* _EXERCISE BRIEF_: What does the data read, word for word, from the line containing "Run detection for microphone" through its final line? Give those lines only.

* _TASK INPUT_:
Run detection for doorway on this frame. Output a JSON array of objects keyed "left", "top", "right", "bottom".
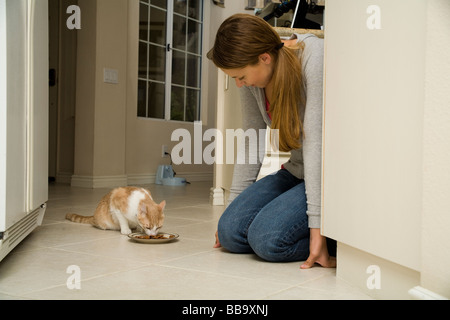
[{"left": 48, "top": 0, "right": 77, "bottom": 184}]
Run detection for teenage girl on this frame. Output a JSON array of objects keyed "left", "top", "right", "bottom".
[{"left": 208, "top": 14, "right": 336, "bottom": 269}]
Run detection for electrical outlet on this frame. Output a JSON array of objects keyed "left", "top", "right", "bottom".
[{"left": 162, "top": 145, "right": 169, "bottom": 158}]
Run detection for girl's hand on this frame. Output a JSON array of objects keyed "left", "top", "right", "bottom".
[
  {"left": 300, "top": 228, "right": 336, "bottom": 269},
  {"left": 213, "top": 230, "right": 222, "bottom": 248}
]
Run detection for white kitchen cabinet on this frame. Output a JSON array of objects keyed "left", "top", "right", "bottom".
[{"left": 322, "top": 0, "right": 426, "bottom": 298}]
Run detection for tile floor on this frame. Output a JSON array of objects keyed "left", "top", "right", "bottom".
[{"left": 0, "top": 181, "right": 372, "bottom": 300}]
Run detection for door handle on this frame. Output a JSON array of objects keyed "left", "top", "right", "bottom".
[{"left": 49, "top": 69, "right": 56, "bottom": 87}]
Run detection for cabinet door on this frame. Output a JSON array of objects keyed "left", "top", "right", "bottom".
[
  {"left": 322, "top": 0, "right": 426, "bottom": 271},
  {"left": 0, "top": 0, "right": 48, "bottom": 232},
  {"left": 29, "top": 0, "right": 48, "bottom": 210},
  {"left": 2, "top": 0, "right": 28, "bottom": 229}
]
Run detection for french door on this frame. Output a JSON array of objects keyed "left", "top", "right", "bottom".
[{"left": 138, "top": 0, "right": 203, "bottom": 122}]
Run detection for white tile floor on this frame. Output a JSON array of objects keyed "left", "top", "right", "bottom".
[{"left": 0, "top": 181, "right": 372, "bottom": 300}]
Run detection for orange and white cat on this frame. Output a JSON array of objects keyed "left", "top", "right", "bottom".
[{"left": 66, "top": 187, "right": 166, "bottom": 236}]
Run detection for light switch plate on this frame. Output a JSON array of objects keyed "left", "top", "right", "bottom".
[{"left": 104, "top": 68, "right": 119, "bottom": 84}]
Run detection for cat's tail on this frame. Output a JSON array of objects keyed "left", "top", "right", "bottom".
[{"left": 65, "top": 213, "right": 95, "bottom": 225}]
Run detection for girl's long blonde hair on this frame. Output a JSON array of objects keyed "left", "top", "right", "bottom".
[{"left": 208, "top": 14, "right": 304, "bottom": 152}]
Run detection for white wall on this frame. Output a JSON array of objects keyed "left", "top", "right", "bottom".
[
  {"left": 72, "top": 0, "right": 255, "bottom": 187},
  {"left": 421, "top": 0, "right": 450, "bottom": 298},
  {"left": 124, "top": 0, "right": 250, "bottom": 185}
]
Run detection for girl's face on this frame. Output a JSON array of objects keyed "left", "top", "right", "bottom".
[{"left": 222, "top": 53, "right": 274, "bottom": 89}]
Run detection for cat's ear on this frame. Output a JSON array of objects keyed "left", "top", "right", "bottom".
[
  {"left": 139, "top": 203, "right": 147, "bottom": 215},
  {"left": 159, "top": 200, "right": 166, "bottom": 211}
]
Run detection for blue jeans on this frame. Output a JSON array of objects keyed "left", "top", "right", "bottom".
[{"left": 218, "top": 169, "right": 310, "bottom": 262}]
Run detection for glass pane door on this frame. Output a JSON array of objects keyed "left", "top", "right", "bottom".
[
  {"left": 171, "top": 0, "right": 203, "bottom": 122},
  {"left": 138, "top": 0, "right": 203, "bottom": 122},
  {"left": 138, "top": 1, "right": 167, "bottom": 119}
]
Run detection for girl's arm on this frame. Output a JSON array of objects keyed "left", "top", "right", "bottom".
[
  {"left": 301, "top": 35, "right": 324, "bottom": 230},
  {"left": 300, "top": 36, "right": 335, "bottom": 269}
]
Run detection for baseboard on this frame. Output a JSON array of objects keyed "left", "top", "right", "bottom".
[
  {"left": 70, "top": 172, "right": 213, "bottom": 188},
  {"left": 177, "top": 171, "right": 213, "bottom": 182},
  {"left": 210, "top": 187, "right": 225, "bottom": 206},
  {"left": 71, "top": 175, "right": 128, "bottom": 189},
  {"left": 56, "top": 172, "right": 73, "bottom": 184},
  {"left": 408, "top": 286, "right": 448, "bottom": 300},
  {"left": 128, "top": 172, "right": 213, "bottom": 185},
  {"left": 127, "top": 173, "right": 156, "bottom": 185}
]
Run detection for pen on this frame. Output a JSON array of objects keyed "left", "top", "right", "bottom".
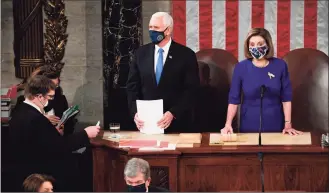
[{"left": 96, "top": 121, "right": 100, "bottom": 126}]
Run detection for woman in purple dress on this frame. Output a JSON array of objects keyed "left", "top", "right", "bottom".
[{"left": 221, "top": 28, "right": 302, "bottom": 135}]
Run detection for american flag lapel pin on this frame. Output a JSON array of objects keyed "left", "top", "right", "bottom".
[{"left": 268, "top": 72, "right": 275, "bottom": 79}]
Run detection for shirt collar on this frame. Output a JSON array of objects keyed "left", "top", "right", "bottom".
[
  {"left": 155, "top": 38, "right": 172, "bottom": 54},
  {"left": 24, "top": 99, "right": 43, "bottom": 114}
]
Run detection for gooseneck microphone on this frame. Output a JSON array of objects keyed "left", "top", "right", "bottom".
[
  {"left": 259, "top": 85, "right": 266, "bottom": 145},
  {"left": 259, "top": 85, "right": 266, "bottom": 192}
]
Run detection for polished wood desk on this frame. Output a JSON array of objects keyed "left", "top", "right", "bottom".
[{"left": 91, "top": 132, "right": 328, "bottom": 192}]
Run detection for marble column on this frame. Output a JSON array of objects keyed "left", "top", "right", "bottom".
[{"left": 102, "top": 0, "right": 142, "bottom": 129}]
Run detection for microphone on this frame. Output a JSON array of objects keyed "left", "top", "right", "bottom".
[
  {"left": 259, "top": 85, "right": 266, "bottom": 192},
  {"left": 260, "top": 85, "right": 266, "bottom": 98},
  {"left": 259, "top": 85, "right": 266, "bottom": 145}
]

* _ANSWER TO THIS PROBLEM_:
Run detection for microphone on this frame. Output a JSON array of objects keyed "left", "top", "right", "bottom".
[
  {"left": 259, "top": 85, "right": 266, "bottom": 192},
  {"left": 260, "top": 85, "right": 266, "bottom": 98},
  {"left": 259, "top": 85, "right": 266, "bottom": 145}
]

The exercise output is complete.